● **TASK STATEMENT**: Extract every line below, verbatim.

● **RECORD EXTRACTS**:
• • • •

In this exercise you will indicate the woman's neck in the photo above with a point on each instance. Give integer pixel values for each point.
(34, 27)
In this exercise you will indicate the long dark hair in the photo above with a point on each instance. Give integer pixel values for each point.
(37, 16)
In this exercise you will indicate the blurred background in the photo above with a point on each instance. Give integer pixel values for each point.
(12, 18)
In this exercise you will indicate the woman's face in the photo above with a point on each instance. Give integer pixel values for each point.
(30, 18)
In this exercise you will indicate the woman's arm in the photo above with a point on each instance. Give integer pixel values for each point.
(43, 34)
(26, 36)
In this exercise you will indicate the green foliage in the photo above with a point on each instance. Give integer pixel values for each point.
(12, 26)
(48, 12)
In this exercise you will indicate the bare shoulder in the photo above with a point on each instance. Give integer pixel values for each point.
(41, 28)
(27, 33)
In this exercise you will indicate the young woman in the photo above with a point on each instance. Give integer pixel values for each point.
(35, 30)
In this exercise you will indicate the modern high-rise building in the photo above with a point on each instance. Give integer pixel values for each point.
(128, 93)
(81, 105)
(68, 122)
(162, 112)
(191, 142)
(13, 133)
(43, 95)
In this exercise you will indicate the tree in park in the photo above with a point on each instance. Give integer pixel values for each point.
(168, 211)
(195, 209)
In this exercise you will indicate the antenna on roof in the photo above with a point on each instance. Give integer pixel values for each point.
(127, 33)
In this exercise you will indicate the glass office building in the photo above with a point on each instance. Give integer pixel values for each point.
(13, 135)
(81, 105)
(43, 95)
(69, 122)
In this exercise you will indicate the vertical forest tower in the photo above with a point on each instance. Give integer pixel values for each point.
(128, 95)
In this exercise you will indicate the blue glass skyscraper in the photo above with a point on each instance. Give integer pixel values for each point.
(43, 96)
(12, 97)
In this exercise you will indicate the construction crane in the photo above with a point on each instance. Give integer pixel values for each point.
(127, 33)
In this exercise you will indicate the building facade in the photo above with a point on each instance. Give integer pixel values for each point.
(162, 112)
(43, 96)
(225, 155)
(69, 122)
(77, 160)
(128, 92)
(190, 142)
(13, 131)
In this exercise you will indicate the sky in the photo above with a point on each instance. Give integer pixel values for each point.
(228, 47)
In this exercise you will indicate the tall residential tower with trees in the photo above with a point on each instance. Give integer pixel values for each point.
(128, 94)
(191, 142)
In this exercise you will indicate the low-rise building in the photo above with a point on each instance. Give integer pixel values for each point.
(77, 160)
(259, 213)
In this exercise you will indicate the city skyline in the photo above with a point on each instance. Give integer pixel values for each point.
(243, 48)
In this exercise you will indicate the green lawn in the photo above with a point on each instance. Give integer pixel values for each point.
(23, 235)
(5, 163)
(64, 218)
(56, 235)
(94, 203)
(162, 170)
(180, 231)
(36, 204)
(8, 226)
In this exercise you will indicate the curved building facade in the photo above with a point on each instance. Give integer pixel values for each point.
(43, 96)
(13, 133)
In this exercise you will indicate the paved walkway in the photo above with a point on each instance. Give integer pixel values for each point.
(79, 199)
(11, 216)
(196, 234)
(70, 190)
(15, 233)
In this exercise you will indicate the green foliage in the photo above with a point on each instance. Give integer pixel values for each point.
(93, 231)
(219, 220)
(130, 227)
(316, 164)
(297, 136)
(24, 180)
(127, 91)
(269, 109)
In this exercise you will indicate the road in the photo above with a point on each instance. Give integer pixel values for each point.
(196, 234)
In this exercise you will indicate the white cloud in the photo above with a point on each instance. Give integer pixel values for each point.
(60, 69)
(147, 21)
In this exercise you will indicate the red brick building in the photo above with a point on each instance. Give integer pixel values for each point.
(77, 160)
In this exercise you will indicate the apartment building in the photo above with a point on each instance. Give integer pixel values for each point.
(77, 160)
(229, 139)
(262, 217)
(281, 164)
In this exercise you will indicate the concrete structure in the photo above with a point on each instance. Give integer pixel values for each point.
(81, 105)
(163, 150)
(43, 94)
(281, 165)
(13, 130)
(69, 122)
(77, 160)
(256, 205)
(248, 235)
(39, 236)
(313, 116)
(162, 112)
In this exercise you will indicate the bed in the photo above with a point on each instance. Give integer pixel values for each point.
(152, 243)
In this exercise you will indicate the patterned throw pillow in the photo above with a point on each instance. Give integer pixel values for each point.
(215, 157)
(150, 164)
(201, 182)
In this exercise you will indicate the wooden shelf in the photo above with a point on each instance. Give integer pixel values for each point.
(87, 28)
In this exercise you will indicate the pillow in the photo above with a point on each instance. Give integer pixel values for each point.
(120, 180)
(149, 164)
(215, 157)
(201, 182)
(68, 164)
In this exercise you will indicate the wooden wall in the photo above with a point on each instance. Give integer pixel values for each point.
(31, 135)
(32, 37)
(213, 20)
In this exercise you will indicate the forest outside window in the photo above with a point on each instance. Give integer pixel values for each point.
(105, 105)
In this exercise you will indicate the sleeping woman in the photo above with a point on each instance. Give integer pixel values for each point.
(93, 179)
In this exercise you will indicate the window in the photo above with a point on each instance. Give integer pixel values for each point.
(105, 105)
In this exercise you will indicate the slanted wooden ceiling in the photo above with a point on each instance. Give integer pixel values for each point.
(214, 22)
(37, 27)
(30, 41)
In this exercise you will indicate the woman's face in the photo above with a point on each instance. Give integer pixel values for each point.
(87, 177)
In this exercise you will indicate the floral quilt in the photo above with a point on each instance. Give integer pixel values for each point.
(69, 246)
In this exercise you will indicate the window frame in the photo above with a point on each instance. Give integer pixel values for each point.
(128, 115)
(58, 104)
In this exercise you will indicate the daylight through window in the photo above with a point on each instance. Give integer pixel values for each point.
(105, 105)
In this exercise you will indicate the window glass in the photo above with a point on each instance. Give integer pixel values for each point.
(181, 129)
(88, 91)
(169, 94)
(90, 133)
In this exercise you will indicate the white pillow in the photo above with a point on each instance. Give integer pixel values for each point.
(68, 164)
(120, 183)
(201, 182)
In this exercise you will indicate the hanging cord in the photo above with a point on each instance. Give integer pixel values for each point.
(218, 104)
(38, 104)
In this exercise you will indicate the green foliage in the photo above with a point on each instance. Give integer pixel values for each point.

• • • •

● **RESPONSE TO THE EXERCISE**:
In this exercise you will indicate the woman's neck in the photo above with a point on each instance. Give integer pixel values for each point.
(34, 27)
In this exercise you will indicate the long dark hair in the photo above with a point on each instance. Give integer pixel values for each point.
(37, 16)
In this exercise you will indicate the blurred background in the photo above with a point on each instance. Give integer pixel values for each point.
(12, 18)
In this exercise you will indicate the woman's face in the photo above with a point on each instance. Give integer pixel values for each point.
(30, 18)
In this exercise you will indicate the woman's arm in the photo above with a point on each instance. Give integer pixel values for each point.
(43, 34)
(26, 36)
In this exercise you will indicate the green foliage in the photo above with a point on each instance. Give integer pixel values for each point.
(12, 26)
(48, 12)
In this exercise you will indicate the bare shoulder in the photo above with a point on each instance. Give integer pixel values for each point.
(41, 28)
(27, 33)
In this exercise you will indicate the young woman in the photo above with a point on each instance. Give integer pixel values for each point.
(35, 30)
In this exercise you will indicate the modern high-rise building in the photo above with a point on each instance. Give integer pixel values for each point.
(128, 93)
(81, 105)
(68, 122)
(162, 112)
(191, 142)
(13, 133)
(43, 95)
In this exercise you will indicate the tree in park in the photo above with a point on each instance. Give integer pixel values for each point.
(168, 211)
(195, 209)
In this exercise you will indicate the antenna on roof in the photo above with a point on each instance. Give integer pixel values for each point.
(127, 33)
In this exercise you will indicate the glass office building in the photo above with a point on each instance. Give integer pixel values for each point.
(13, 135)
(81, 105)
(43, 95)
(69, 122)
In this exercise you will indicate the vertical forest tower in the photo above with a point on each instance. Give integer pixel values for each point.
(128, 95)
In this exercise you will indicate the blue glass skyscraper in the photo above with a point on each instance. Give integer pixel values for each point.
(43, 96)
(12, 97)
In this exercise you will indicate the construction crane in the photo above with a point on each instance. Give integer pixel values for each point.
(127, 33)
In this exercise you will indicate the building facade in the photo above with a point on each instance. Give integer pixel values for each point.
(162, 112)
(43, 96)
(225, 155)
(69, 122)
(77, 160)
(128, 92)
(190, 142)
(13, 131)
In this exercise you will indicate the sky in the photo above with a point on each instance. Give integer pixel values for each point.
(228, 47)
In this exercise you will indicate the tall residential tower with trees in the photo above with a point on each instance. Give integer pixel values for each point.
(128, 94)
(191, 142)
In this exercise you will indicate the low-rise building in the photo above with a point on each instance. Give integer pixel values for each point.
(77, 160)
(259, 213)
In this exercise you will indicate the city skyline in the photo above with a point on each instance. Give integer pixel values for each point.
(243, 48)
In this exercise you will indicate the green lawn in the photo above with a point on each instance. Give integer pixel values for each point.
(23, 235)
(5, 163)
(64, 218)
(56, 235)
(94, 203)
(162, 170)
(180, 231)
(36, 204)
(8, 226)
In this exercise you will indicate the curved building facade in the photo above with a point on each instance. Give integer pixel values for each point.
(43, 96)
(13, 133)
In this exercise you will indicate the paved walkway in the photo above with a point on each instance. Give integer pixel values for each point.
(79, 199)
(11, 216)
(196, 234)
(70, 190)
(15, 233)
In this exercise you will indicate the green foliage in the photo above with a point on each instance. Give integer pixel values for each point.
(93, 231)
(219, 220)
(130, 227)
(316, 164)
(297, 136)
(24, 180)
(127, 91)
(269, 109)
In this exercise you will indicate the road in the photo above with a point on each instance. Give integer pixel values for each point.
(196, 234)
In this exercise you will indicate the white cloud in the photo above with a point on each instance. Give integer pixel values for each point.
(60, 69)
(147, 21)
In this exercise you will indicate the red brick building in the photo above with a point on each instance. Give integer pixel values for each point.
(77, 160)
In this exercise you will indicate the apartment building in the photo above with a point on each instance. Give integer pixel values for each point.
(77, 160)
(229, 139)
(262, 217)
(281, 164)
In this exercise you will indicate the concrete structure in the photo above with a point on each instance. Give integer pixel values for each point.
(81, 105)
(163, 150)
(43, 94)
(281, 165)
(13, 130)
(69, 122)
(77, 160)
(256, 205)
(248, 235)
(39, 236)
(313, 116)
(162, 112)
In this exercise you will indicate the bed in the photo above with a point on each instance. Give integer pixel values for each point.
(152, 243)
In this exercise you will indicate the patterned throw pillow in the photo above with a point on each instance. Give integer pixel values for each point.
(215, 157)
(150, 164)
(201, 182)
In this exercise you will indicate the wooden shelf in the photo above with a point on each instance. Give integer pixel values for each point.
(87, 28)
In this exercise you will indicate the pillow in the photo above with a point on each instance. Give integer pixel values for each point.
(120, 180)
(149, 164)
(215, 157)
(201, 182)
(68, 164)
In this exercise you will indicate the wooden wall in the photo above with a point on each instance. Give integer pixel values for each point.
(31, 135)
(32, 37)
(213, 20)
In this exercise you will indicate the forest outside window in the photo above with a point on each instance. Give integer pixel values for each point.
(105, 105)
In this exercise you will indicate the sleeping woman in the photo above with a point on each instance. Give integer pixel values for each point.
(93, 179)
In this exercise you will indicate the window in the photo above with a point on each instance. Give integer pixel values for each point.
(105, 105)
In this exercise you will indicate the slanted wooden ceiling in the photo above with a point on each instance. Give integer pixel values for each point.
(214, 22)
(37, 27)
(30, 41)
In this exercise you will indicate the woman's face in the photo above with a point on each instance. Give integer pixel values for each point.
(87, 177)
In this exercise you will indicate the floral quilt in the photo above with a point on each instance. Give integer pixel values for each point.
(69, 246)
In this exercise you will indicate the window frame in the photo above with a point on each instance. Give integer pixel values for each point.
(128, 115)
(58, 104)
In this exercise you will indicate the daylight through window in the photo above with a point on each instance. Give integer pixel values for each point.
(105, 105)
In this exercise you will indicate the window glass in the photo above with a point on each instance. Give integer pixel values for each point.
(181, 129)
(88, 91)
(169, 94)
(90, 133)
In this exercise you will indicate the white pillow in the photo above with a point on each instance. Give integer pixel values for each point.
(68, 164)
(120, 183)
(201, 182)
In this exercise you will indicate the hanging cord in the photo above with a point on each instance. Give integer pixel values for each point.
(218, 104)
(38, 104)
In this exercise you will indicate the green foliage in the photo above with a point on each instance. Give integer pixel values for each point.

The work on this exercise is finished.